Stated exercise - Continue the mailing-list reply about the mm_cid scheduler patch, starting after its last line.

— start of Source document —

Re: [RFC PATCH v4] sched: Fix performance regression introduced by mm_cid

From: Aaron Lu
Date: Tue Apr 11 2023 - 09:12:38 EST


On Tue, Apr 11, 2023 at 12:52:25PM +0800, Aaron Lu wrote:
> On Mon, Apr 10, 2023 at 11:01:50AM -0400, Mathieu Desnoyers wrote:
> > Introduce per-mm/cpu current concurrency id (mm_cid) to fix a PostgreSQL
> > sysbench regression reported by Aaron Lu.
> >
> > Keep track of the currently allocated mm_cid for each mm/cpu rather than
> > freeing them immediately on context switch. This eliminates most atomic
> > operations when context switching back and forth between threads
> > belonging to different memory spaces in multi-threaded scenarios (many
> > processes, each with many threads). The per-mm/per-cpu mm_cid values are
> > serialized by their respective runqueue locks.

— end of Source document —
— start of Collected data —

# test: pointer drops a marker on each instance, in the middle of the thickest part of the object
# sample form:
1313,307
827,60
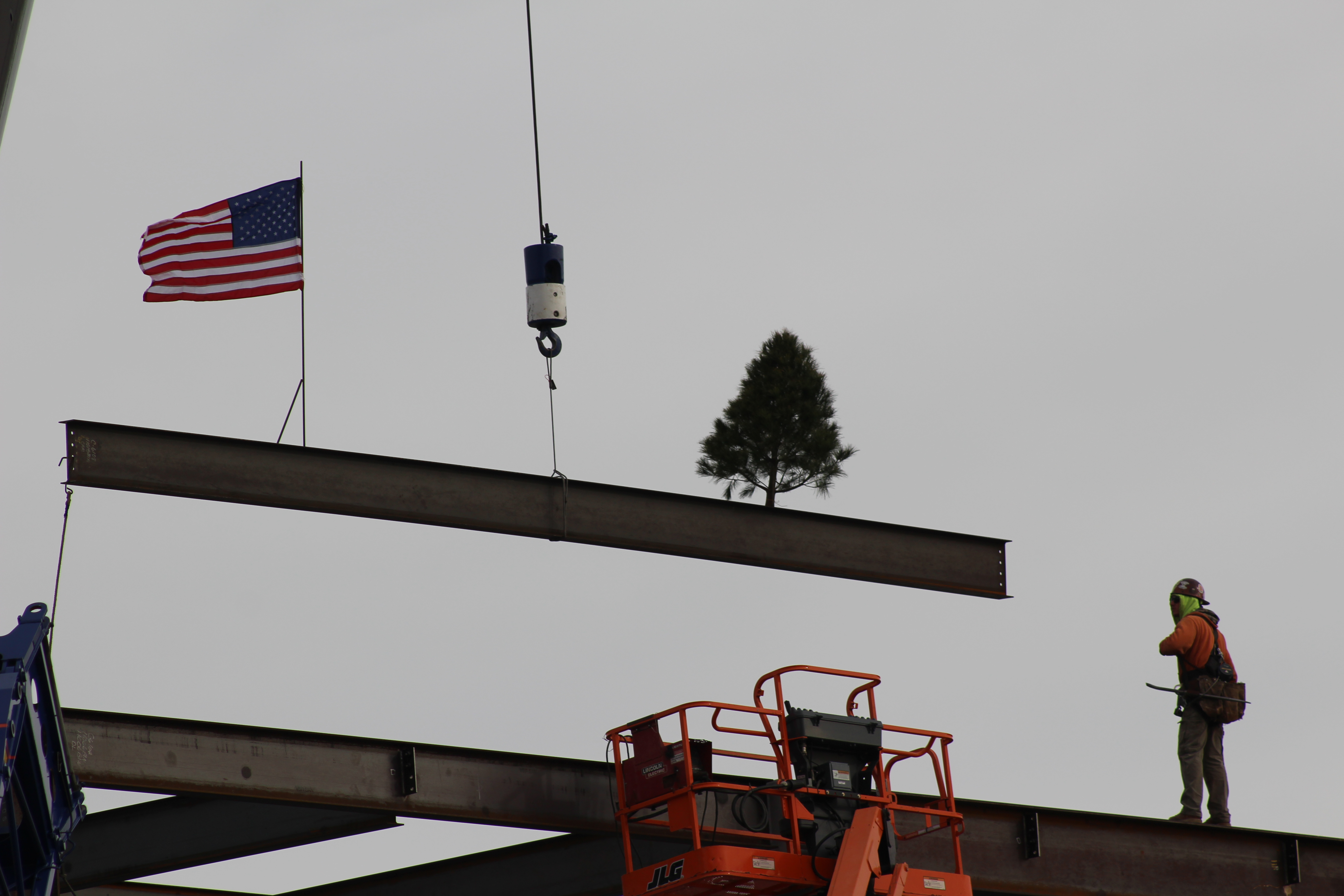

— end of Collected data —

Final result -
> >
> > Thread migration is handled by introducing invocation to
> > sched_mm_cid_migrate_from() in set_task_cpu() and to
> > sched_mm_cid_migrate_to() (with destination runqueue lock held) in
> > activate_task() for migrating tasks. set_task_cpu() is invoked with and
> > without source rq lock held: the wakeup path does not hold the source rq
> > lock.
> >
> > sched_mm_cid_migrate_from() clears the mm_cid from the task's mm per-cpu
> > index corresponding to the source runqueue if it matches the last mm_cid
> > observed by the migrated task. This last mm_cid value is returned as a
> > hint to conditionally clear the mm's per-cpu mm_cid on the destination
> > cpu.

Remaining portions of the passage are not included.